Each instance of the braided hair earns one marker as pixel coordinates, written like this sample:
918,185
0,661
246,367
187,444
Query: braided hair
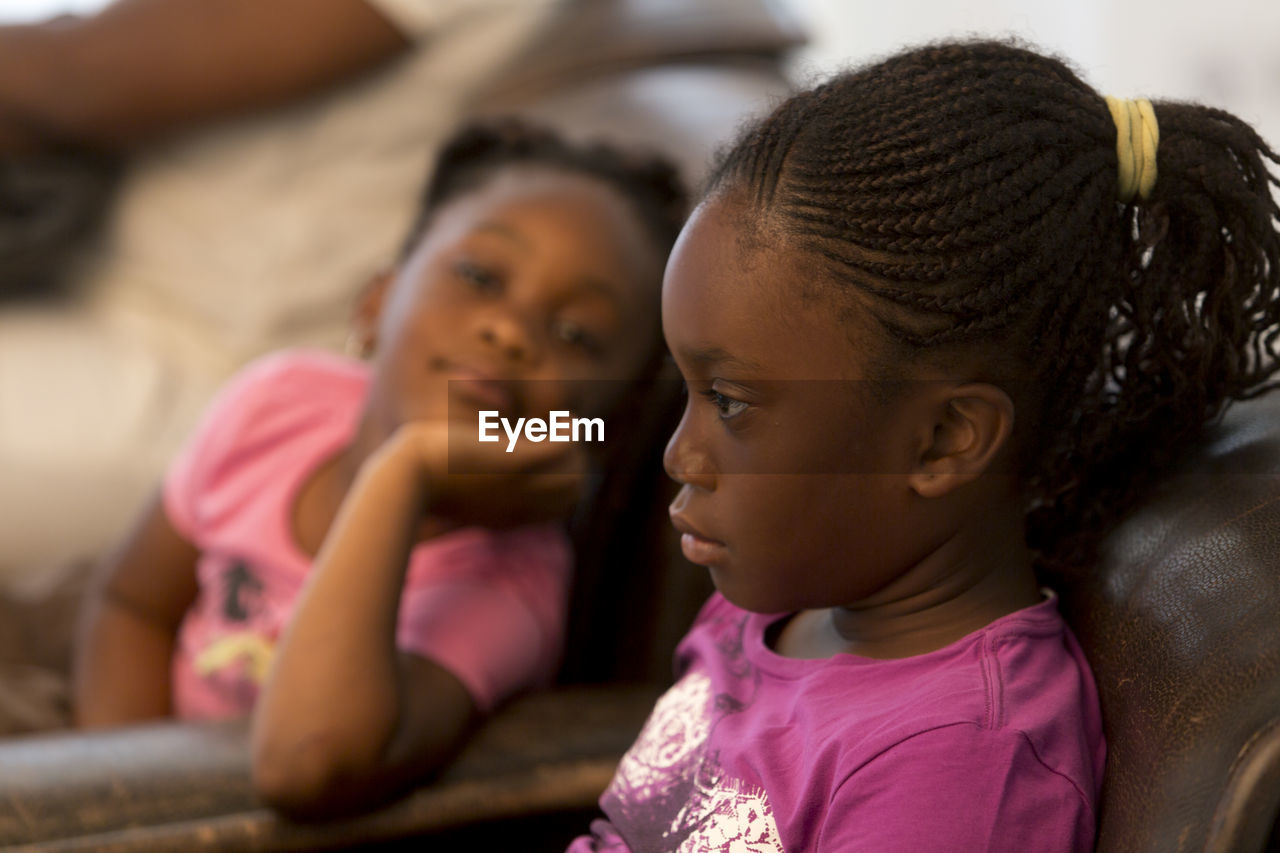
649,182
967,192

_EXERCISE PROMPT:_ The listing above should be transcribed word for word, with its pictures left out.

_RESPONSE BELOW:_
Each instance of the braided hair earns one marker as pixel coordinates, written like this sample:
918,185
0,661
246,367
187,444
Query: braided hair
649,182
967,192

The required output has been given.